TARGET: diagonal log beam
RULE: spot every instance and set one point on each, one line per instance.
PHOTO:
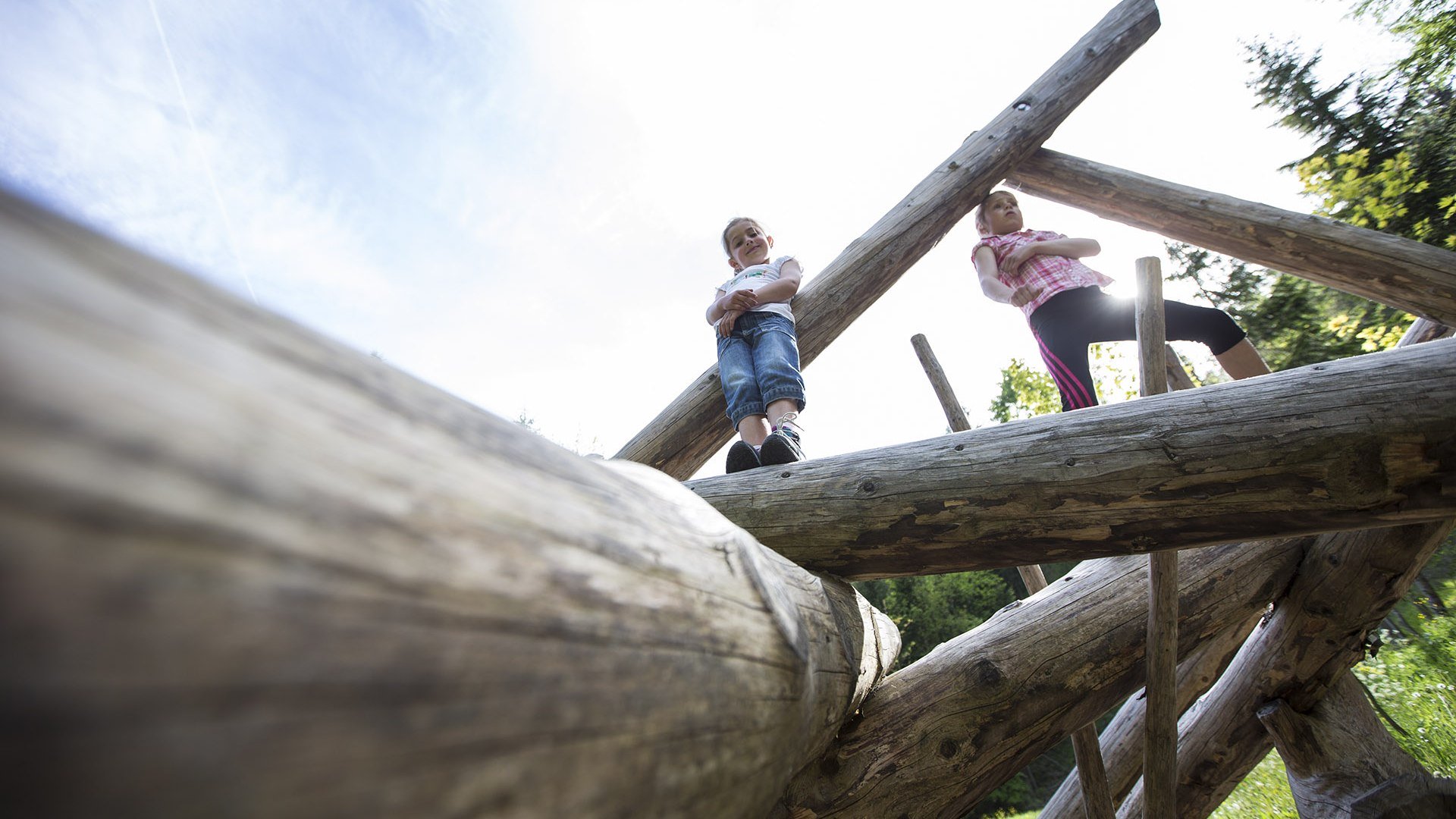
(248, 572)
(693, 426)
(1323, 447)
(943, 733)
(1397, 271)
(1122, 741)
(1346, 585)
_____
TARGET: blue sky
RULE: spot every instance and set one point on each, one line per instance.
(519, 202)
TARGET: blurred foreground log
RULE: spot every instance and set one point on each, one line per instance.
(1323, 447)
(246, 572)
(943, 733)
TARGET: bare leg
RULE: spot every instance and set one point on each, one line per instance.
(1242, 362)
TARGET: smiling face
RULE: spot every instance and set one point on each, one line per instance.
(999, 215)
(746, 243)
_____
From the data, pick out every line that includes "TARGET".

WORKED SOLUTION:
TARGET: diagonal log beam
TARGET: blue sky
TARGET: blurred foreground log
TARGET: bare leg
TARGET: smiling face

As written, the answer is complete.